**THE INPUT**

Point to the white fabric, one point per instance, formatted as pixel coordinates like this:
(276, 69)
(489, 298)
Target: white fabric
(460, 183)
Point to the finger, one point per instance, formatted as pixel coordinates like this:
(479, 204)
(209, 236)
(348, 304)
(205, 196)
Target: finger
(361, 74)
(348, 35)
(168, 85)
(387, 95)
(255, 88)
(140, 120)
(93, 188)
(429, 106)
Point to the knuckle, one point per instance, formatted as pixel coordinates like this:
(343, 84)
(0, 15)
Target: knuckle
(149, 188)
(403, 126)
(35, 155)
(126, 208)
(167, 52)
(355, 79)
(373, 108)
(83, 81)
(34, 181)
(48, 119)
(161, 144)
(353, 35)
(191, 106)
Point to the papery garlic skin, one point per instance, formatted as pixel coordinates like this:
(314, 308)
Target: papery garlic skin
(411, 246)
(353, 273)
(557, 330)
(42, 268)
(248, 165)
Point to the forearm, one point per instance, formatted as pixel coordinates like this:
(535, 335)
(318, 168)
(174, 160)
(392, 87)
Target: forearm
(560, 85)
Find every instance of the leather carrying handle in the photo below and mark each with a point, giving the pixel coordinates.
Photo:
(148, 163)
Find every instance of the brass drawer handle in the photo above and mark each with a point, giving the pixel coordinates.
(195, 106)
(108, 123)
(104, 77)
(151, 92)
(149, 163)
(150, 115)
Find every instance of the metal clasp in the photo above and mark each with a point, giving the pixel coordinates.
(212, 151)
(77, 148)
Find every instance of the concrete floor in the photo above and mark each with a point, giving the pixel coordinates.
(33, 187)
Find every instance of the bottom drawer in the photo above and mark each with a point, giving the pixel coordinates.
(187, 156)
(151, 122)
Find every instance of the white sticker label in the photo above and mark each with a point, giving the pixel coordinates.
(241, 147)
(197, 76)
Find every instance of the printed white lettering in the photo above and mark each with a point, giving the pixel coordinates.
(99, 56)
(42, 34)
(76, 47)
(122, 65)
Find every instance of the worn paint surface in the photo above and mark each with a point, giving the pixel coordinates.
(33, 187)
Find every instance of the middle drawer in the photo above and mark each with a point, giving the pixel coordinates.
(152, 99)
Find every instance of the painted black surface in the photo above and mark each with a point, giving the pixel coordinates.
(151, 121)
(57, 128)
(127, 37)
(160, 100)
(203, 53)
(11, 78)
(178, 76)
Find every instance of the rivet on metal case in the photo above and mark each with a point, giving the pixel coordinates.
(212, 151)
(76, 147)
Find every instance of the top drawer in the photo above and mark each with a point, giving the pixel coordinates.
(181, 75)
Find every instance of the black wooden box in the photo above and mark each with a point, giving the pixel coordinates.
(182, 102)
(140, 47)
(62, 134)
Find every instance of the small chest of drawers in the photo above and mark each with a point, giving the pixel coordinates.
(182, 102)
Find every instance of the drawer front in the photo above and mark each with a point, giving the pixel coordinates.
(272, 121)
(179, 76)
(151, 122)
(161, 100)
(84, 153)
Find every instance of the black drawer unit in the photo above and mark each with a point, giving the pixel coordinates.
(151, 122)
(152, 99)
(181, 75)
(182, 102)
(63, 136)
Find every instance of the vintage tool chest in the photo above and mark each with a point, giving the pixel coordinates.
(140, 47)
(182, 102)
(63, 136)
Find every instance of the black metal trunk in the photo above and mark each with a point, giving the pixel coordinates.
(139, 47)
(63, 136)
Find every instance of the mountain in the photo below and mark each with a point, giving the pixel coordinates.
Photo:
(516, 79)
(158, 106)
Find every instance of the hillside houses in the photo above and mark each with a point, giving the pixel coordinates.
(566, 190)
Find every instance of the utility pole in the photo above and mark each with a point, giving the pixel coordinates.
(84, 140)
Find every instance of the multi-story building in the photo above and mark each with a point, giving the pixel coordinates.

**PROBLEM**
Please give the records again exactly as they are.

**SOLUTION FOR THIS TASK**
Point to the white fabric, one point per instance, formatted as pixel coordinates like this:
(276, 69)
(489, 298)
Target: white fabric
(460, 183)
Point to the finger, one point per instance, formatted as pixel coordinates like this:
(479, 204)
(209, 236)
(348, 304)
(205, 196)
Target: finger
(361, 74)
(348, 35)
(168, 85)
(387, 95)
(255, 88)
(140, 120)
(93, 188)
(429, 106)
Point to the knuckle, one point per instance, formatted as pixel coordinates like this:
(343, 84)
(0, 15)
Target: knuckle
(149, 188)
(403, 126)
(35, 155)
(126, 208)
(167, 52)
(355, 79)
(373, 108)
(83, 81)
(34, 181)
(48, 119)
(161, 144)
(353, 35)
(191, 106)
Point to the papery garlic skin, one point per instance, formatted as pixel coordinates like this:
(314, 308)
Target: papery garlic skin
(411, 246)
(353, 273)
(557, 330)
(42, 268)
(248, 165)
Point to the forearm, one point per instance, formatted as pixel coordinates like this:
(535, 335)
(318, 168)
(174, 160)
(392, 87)
Target: forearm
(560, 85)
Find every instance of the leather carrying handle in the photo below and mark each with a point, giving the pixel coordinates.
Photo:
(148, 163)
Find every instance of the brass drawer handle in the photo above and mark each with a point, giving the pixel coordinates.
(195, 106)
(108, 123)
(104, 77)
(151, 92)
(149, 163)
(150, 115)
Find every instance of the metal clasp in the photo above and mark each with a point, giving the pixel coordinates.
(212, 151)
(77, 148)
Find every instance of the concrete floor in the photo above and mark each with a point, giving the pixel coordinates.
(33, 187)
Find every instance of the bottom drawer in the photo above and mark each with a point, giving the pixel coordinates.
(187, 156)
(151, 122)
Find every instance of the white sticker label in the photo above and mark each with a point, giving the pixel coordinates.
(241, 147)
(197, 76)
Find every instance of the printed white lettering in the photo above and mark each with a point, giving the pixel coordinates.
(99, 56)
(42, 34)
(76, 47)
(122, 65)
Find every instance of the worn paint surface in the photo above and mark each with a point, giving the pixel coordinates.
(33, 187)
Find every instance of the middle drawer in the photo above and mark each with a point, giving the pixel coordinates.
(152, 99)
Find every instance of the painted black surface in the photo above and mark each with a point, giving the pixel coordinates.
(151, 121)
(57, 128)
(127, 37)
(160, 100)
(203, 53)
(11, 78)
(178, 76)
Find every instance of the rivet on metal case in the photo above and mark each with a point, giving the pixel coordinates.
(212, 151)
(76, 147)
Find every instance of the top drawer in the photo above and mark each with a point, giving the pixel coordinates.
(181, 75)
Find every instance of the black wooden box in the photo above and mark each with a point, giving the pixel coordinates.
(182, 102)
(140, 47)
(62, 134)
Find every instance of the small chest of drawers in the photo above and mark each with a point, giving the pixel coordinates.
(182, 102)
Find every instance of the drawer front in the photo above and mark each with a point, giving the pixel coordinates.
(272, 121)
(179, 76)
(151, 122)
(161, 100)
(84, 153)
Find every instance of the black drawer unit in the photo above and mark each with a point, giving the pixel coordinates.
(151, 122)
(152, 99)
(181, 75)
(182, 102)
(63, 136)
Find every instance of the vintage tool chest in the photo above and mark each with a point, giving the pixel coordinates.
(140, 47)
(182, 102)
(63, 136)
Find every instance of the black metal trunk in the photo above and mark each with a point, giving the pixel coordinates.
(139, 47)
(63, 136)
Find every instance of the mountain in the photo below and mark each with a point, giving the pixel coordinates.
Photo:
(516, 79)
(158, 106)
Find every instance of the hillside houses in the photo above and mark each with a point, giving the pixel coordinates.
(566, 190)
Find every instance of the utility pole in the photo above and mark each with a point, giving the pixel coordinates.
(84, 140)
Find every instance of the multi-story building in the photo above and mark each with a point, giving the pixel coordinates.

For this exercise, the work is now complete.